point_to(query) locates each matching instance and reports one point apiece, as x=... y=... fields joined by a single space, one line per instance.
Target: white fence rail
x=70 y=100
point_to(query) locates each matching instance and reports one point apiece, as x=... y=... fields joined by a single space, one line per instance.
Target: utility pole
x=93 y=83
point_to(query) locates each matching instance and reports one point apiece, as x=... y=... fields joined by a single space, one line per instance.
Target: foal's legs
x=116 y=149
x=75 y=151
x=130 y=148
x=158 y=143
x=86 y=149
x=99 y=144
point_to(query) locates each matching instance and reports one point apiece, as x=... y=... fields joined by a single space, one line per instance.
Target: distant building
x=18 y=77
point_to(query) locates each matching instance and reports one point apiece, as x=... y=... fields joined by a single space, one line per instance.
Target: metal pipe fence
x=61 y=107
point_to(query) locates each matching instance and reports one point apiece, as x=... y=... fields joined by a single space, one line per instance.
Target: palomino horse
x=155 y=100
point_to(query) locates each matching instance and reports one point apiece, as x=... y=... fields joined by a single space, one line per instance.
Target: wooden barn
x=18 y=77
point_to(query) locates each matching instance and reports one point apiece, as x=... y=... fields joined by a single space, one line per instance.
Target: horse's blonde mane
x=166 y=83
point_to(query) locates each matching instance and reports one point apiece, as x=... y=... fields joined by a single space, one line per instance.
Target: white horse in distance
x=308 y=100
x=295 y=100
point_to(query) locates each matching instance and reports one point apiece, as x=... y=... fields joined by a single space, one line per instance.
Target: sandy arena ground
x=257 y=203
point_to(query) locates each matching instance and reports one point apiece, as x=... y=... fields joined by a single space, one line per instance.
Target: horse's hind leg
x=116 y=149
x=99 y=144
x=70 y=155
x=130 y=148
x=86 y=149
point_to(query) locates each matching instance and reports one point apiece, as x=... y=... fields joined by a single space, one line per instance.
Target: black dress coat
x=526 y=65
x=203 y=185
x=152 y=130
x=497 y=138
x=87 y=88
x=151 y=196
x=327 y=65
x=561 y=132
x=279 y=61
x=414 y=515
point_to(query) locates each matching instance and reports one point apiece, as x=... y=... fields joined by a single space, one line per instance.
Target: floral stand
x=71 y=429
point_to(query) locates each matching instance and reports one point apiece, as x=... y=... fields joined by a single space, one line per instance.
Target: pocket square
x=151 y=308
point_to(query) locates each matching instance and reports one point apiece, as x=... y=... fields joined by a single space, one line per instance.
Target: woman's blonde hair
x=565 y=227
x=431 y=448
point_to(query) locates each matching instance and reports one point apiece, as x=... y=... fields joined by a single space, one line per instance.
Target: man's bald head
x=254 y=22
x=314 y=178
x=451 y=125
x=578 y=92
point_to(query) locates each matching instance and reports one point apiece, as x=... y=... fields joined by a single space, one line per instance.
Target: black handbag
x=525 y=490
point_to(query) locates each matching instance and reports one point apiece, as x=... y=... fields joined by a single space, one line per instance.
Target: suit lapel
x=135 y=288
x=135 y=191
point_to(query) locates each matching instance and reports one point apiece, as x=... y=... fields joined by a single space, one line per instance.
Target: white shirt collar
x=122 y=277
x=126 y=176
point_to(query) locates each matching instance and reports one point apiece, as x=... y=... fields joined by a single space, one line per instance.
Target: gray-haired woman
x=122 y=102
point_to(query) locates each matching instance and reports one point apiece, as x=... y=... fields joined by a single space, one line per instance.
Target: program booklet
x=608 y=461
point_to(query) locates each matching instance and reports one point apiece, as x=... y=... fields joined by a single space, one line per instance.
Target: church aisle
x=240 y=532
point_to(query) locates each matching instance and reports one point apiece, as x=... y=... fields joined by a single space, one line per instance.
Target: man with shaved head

-----

◆ **WHAT YOU ARE ASKED TO DO**
Output each record precisely as written.

◆ **TASK OUTPUT**
point_to(query) locates each matching instance and reports one point apiece, as x=... y=... fields joined by a single space, one line per instance.
Target: white fence rail
x=70 y=100
point_to(query) locates each matching instance and reports one point apiece, as x=... y=... fields joined by a single space, one line per instance.
Target: utility pole
x=93 y=83
point_to(query) locates each matching instance and reports one point apiece, as x=... y=... fields joined by a single space, one line per instance.
Target: foal's legs
x=116 y=149
x=75 y=151
x=130 y=148
x=158 y=143
x=86 y=149
x=99 y=144
point_to(query) locates each matching instance and reports one point apiece, as x=... y=... fields joined by a single space, one line per instance.
Target: distant building
x=18 y=77
point_to(query) locates each matching instance and reports one point apiece, as x=... y=... fields joined by a single space, one line per instance.
Target: metal pipe fence
x=61 y=107
point_to(query) locates each matching instance and reports one point apiece, as x=... y=... fields joined by a single space, one line per instance.
Target: palomino horse
x=155 y=100
point_to(query) locates each matching instance and reports one point apiece, as x=... y=... fields joined by a single space, one line per instance.
Target: wooden barn
x=18 y=77
point_to(query) locates each matching instance and reports one point apiece, as x=... y=... fields joined by a single space, one line per instance.
Target: horse's blonde mane
x=166 y=83
point_to(query) locates each matching instance and reports one point apiece, as x=... y=... fields joined by a single space, one line per instance.
Target: white horse in distance
x=308 y=100
x=295 y=100
point_to(query) locates each matching instance and reports one point apiece, as x=... y=... fields joined by a single space, one line per instance.
Target: sandy arena ground
x=257 y=203
point_to(query) locates each matching instance and reports one point apiece, as x=... y=... fields joined by a single space, one line per instance.
Target: horse's hind leg
x=116 y=149
x=99 y=144
x=70 y=155
x=130 y=148
x=86 y=149
point_to(query) locates each matching instance and reports one point apiece, as x=... y=... fields joined by a single space, one line per instance.
Target: black dress coat
x=526 y=65
x=203 y=185
x=152 y=130
x=497 y=138
x=87 y=88
x=151 y=196
x=327 y=65
x=561 y=132
x=279 y=61
x=414 y=515
point_to(query) locates each matching instance and reports one point apiece, as x=... y=... fields joined by a single space, one line per instance.
Target: floral stand
x=71 y=429
point_to(query) locates each matching instance and reports one point apiece, as x=... y=... fields joined by a single space, one line per instance.
Target: pocket square
x=151 y=308
point_to(query) locates each matching instance and reports one point apiece, as x=... y=... fields joined by a single space, one line per instance.
Target: woman's blonde hair
x=565 y=227
x=431 y=448
point_to(query) locates each matching instance and reports one point apiece, as x=... y=... fields joined by a single space, one line per instance.
Target: man's bald head
x=254 y=22
x=314 y=178
x=451 y=125
x=578 y=92
point_to(query) locates each matching instance and reports one point apiece, as x=... y=... fields joined by a single space, one line per instance.
Target: black handbag
x=525 y=490
point_to(query) locates each matching instance and reports one point apiece, as x=... y=... fields joined by a single space, one line per instance.
Target: suit lapel
x=135 y=288
x=135 y=191
point_to(query) locates each matching instance and reports one point apiece, as x=... y=... fields joined by a single space, one line per instance.
Target: white shirt collar
x=122 y=277
x=126 y=176
point_to(query) locates each matching instance and reports one point apiece, as x=... y=... fields joined by a single space, one line per instance.
Target: gray-haired woman
x=122 y=102
point_to(query) locates each matching instance and reports one point apiece, as x=... y=... fields joined by a single space, one line per instance.
Target: program booklet
x=608 y=461
point_to(query) locates each matching instance and reports one point apiece, as x=... y=... fields joined by a single space, one line per instance.
Target: church aisle
x=240 y=532
point_to(query) locates each matching instance and reports one point apiece, as x=... y=... fields joined by a single space, one line per instance.
Target: man with shaved head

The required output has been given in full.